TASK PROMPT:
Transcribe the records from the line containing "Annotation task — locate each instance of the sliding" onward, up to and including the final line, exactly and without anything else.

RECORD EXTRACTS:
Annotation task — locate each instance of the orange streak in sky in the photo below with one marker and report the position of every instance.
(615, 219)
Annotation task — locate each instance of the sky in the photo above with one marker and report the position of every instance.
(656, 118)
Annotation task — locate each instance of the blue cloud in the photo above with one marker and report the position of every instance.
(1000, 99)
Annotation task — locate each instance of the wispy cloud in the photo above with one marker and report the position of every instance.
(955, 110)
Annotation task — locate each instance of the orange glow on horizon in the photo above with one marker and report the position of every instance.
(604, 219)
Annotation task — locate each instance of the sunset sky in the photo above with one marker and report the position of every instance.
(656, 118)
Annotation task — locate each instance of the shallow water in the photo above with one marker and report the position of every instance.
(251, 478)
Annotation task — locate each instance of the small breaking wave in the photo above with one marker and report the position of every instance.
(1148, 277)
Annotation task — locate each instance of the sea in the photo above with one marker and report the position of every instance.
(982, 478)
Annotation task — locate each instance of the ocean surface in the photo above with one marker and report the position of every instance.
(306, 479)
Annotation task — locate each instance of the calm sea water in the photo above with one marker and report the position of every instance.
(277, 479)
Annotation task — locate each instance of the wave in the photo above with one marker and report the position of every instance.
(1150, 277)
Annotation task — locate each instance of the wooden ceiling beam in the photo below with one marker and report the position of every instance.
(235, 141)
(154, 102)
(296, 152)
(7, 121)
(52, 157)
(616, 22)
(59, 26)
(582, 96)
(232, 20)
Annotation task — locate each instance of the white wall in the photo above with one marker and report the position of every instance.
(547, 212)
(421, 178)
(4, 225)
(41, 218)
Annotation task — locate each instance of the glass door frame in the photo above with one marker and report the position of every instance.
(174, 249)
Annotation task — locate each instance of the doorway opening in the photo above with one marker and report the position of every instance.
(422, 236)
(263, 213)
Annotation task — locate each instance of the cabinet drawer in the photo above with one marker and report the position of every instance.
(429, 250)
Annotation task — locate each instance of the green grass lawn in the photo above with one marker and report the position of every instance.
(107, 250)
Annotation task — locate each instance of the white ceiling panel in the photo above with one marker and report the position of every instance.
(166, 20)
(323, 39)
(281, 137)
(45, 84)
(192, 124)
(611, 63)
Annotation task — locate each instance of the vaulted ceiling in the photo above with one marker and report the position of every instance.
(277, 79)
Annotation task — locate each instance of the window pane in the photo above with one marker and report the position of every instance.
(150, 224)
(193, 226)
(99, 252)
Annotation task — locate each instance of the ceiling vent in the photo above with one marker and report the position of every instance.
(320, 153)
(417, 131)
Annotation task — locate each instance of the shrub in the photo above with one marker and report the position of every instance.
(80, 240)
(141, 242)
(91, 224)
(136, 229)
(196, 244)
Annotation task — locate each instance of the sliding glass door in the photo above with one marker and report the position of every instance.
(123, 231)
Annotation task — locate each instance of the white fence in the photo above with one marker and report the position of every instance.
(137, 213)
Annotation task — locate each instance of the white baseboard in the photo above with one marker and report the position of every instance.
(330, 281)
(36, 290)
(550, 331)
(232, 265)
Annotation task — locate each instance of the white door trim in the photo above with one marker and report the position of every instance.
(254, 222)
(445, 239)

OUTPUT FOR THIS EXERCISE:
Annotation task — locate each instance of the sliding glass door in the photo above with one marker and report the position of every instance.
(123, 231)
Annotation task — locate each instance of the white fence in the photo above with one marker and report the position of every instance.
(137, 213)
Annotation task — locate each instance of the white baseboard in the photo above with one marker and report the position of every instance.
(330, 281)
(36, 290)
(550, 331)
(232, 265)
Annotation task — locate each instance of the white door trim in the photo above with one marker and report the position of every instance.
(254, 222)
(445, 239)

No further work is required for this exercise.